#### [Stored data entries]
::::
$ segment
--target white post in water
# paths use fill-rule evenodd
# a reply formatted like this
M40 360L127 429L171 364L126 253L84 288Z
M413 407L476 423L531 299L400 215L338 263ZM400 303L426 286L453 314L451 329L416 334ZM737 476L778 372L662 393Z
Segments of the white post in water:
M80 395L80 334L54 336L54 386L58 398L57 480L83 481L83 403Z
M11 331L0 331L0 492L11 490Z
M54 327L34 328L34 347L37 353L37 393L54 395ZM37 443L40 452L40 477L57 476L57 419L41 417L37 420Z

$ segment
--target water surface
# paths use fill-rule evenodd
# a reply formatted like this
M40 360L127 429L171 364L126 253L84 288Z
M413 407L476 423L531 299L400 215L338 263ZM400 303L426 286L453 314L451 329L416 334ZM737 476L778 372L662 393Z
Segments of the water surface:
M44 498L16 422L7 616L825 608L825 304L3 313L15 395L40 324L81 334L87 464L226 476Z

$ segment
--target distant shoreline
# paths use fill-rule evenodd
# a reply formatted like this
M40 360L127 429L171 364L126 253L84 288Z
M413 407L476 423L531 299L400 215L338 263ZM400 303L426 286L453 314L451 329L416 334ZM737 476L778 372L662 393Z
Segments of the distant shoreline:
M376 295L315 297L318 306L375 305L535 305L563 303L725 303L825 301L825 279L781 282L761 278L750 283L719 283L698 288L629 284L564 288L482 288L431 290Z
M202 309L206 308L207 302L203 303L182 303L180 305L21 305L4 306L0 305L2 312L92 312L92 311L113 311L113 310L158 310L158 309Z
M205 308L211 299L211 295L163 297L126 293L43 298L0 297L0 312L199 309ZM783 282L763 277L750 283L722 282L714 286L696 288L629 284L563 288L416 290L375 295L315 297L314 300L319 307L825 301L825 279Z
::::
#### [TASK GOAL]
Please write out the data again exactly as it stands.

#### [COMPLETED EXERCISE]
$ segment
--target white post in water
# paths use fill-rule evenodd
# a reply formatted like this
M40 360L127 429L171 364L126 253L84 288Z
M413 407L476 423L531 299L400 215L338 263ZM400 303L426 286L453 314L451 329L416 334ZM737 476L778 372L662 393Z
Segments of the white post in water:
M80 395L80 334L54 336L54 386L58 398L57 480L83 481L83 403Z
M11 331L0 331L0 492L11 490Z
M54 327L34 328L34 347L37 353L37 393L54 395ZM37 443L40 452L40 477L57 476L57 419L41 417L37 420Z

$ segment
--target water surface
# paths use fill-rule evenodd
# a reply formatted like this
M40 360L127 429L171 364L126 253L84 288Z
M413 407L476 423L531 299L400 215L338 263ZM400 303L426 286L453 314L451 329L416 334ZM737 476L778 372L662 393Z
Segments of the water surface:
M44 498L16 422L7 616L825 608L825 304L3 313L15 395L40 324L81 334L87 464L226 476Z

$ segment
--target distant shoreline
# paths use fill-rule evenodd
# a reply formatted like this
M40 360L127 429L171 364L126 253L84 288Z
M413 407L476 423L531 299L400 215L338 263ZM400 303L426 286L453 314L451 329L416 334ZM737 476L778 372L662 393Z
Segments of the distant shoreline:
M376 295L315 297L318 306L375 305L535 305L563 303L725 303L825 301L825 279L781 282L761 278L750 283L719 283L698 288L629 284L564 288L482 288L431 290Z
M202 309L206 308L207 302L203 303L182 303L180 305L21 305L4 306L0 305L2 312L92 312L92 311L113 311L113 310L158 310L158 309Z
M205 308L211 299L211 295L163 297L126 293L43 298L0 297L0 312L199 309ZM783 282L763 277L750 283L722 282L714 286L696 288L629 284L563 288L416 290L375 295L315 297L314 300L319 307L825 301L825 279Z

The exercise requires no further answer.